◆ Passage provided ◆

:::

By Fritz Hahn
Washington Post Staff Writer
Friday, March 4, 2011; T06
Though I was born in January, I'm not a fan of winter. I enjoy a warming cocktail in front of a crackling fire. But freezing rain and bitingly cold wind? No thanks.
Although the temperatures are starting to show some promise of warmer weather to come, I know it's still a long time until we can cross the bridge for Memorial Day weekend. And so, to help us get to that point,
I decided re-create some of my favorite beach experiences now.Step One: Beach drinks
On the Delmarva shore, no drink is as synonymous with summer as the Orange Crush. The recipe varies with the bar, but it's usually a mix of orange vodka, triple sec, Sprite and juice from a whole orange. (Of all the variations, I'm partial to the ones that substitute fresh grapefruit.)
In search of fun beach drinks instead of the more ubiquitous Trader Vic-style tropical cocktails, I headed for Mango Mike's in Alexandria. Mango Mike's boasts a sister bar on the boardwalk in Bethany Beach, where you can watch the waves roll in from the second-story deck while sipping frozen drinks. I've been to the Duke Street bar before, but I'm more used to visiting in patio-friendly weather, when it's possible to sit outside on an Adirondack chair under a palm tree and sip a pina colada from a coconut husk.

:::

Records from a data collection:
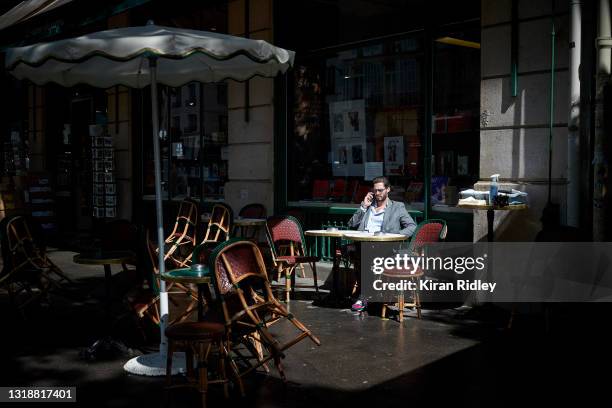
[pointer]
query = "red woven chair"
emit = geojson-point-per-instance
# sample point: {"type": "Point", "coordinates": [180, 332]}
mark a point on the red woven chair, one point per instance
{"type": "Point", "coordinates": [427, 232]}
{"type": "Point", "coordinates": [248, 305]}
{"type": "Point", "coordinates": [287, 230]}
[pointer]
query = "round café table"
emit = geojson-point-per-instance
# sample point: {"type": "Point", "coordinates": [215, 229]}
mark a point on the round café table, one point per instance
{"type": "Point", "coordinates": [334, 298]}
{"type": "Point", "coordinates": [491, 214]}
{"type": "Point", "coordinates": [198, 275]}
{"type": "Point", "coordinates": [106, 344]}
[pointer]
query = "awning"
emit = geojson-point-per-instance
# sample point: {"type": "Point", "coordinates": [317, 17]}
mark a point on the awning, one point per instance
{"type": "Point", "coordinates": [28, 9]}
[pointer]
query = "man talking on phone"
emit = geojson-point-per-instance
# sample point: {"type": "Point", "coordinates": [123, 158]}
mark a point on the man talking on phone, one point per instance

:::

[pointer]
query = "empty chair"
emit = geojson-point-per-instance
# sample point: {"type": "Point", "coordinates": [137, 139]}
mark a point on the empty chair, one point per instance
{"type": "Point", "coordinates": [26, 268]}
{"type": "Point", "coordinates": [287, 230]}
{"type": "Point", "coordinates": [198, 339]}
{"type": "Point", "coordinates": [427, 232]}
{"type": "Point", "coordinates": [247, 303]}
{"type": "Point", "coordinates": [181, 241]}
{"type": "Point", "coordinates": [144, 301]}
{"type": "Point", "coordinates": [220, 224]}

:::

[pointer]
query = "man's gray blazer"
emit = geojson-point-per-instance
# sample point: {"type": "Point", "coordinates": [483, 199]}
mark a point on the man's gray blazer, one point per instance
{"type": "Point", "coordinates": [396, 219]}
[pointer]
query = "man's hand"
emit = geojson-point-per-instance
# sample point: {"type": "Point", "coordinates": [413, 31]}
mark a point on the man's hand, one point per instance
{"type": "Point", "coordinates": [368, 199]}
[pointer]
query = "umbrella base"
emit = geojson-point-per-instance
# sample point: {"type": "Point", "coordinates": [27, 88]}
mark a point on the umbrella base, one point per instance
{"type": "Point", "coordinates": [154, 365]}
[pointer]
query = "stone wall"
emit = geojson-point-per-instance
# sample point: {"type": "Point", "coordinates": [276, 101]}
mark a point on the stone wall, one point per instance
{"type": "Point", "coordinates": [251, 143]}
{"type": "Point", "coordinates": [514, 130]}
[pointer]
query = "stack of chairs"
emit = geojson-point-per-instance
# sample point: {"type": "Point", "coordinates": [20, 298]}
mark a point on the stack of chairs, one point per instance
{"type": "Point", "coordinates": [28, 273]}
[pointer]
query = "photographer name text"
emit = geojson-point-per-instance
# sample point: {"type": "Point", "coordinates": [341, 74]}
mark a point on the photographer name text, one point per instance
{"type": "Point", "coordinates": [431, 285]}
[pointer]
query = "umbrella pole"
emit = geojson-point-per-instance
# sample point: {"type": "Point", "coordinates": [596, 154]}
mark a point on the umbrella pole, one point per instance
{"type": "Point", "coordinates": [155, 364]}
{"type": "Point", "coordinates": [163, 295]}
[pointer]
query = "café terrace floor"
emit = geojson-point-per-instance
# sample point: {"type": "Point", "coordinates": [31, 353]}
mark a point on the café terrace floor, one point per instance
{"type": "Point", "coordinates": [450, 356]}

:::

◆ What you have to do ◆
Answer these questions using the article about re-creating beach experiences in winter:
(a) In what month was the writer born?
(b) What is usually mixed to make an Orange Crush?
(c) Where is Mango Mike's sister bar located?

◆ Answer to the problem ◆
(a) January.
(b) Orange vodka, triple sec, Sprite and juice from a whole orange.
(c) On the boardwalk in Bethany Beach.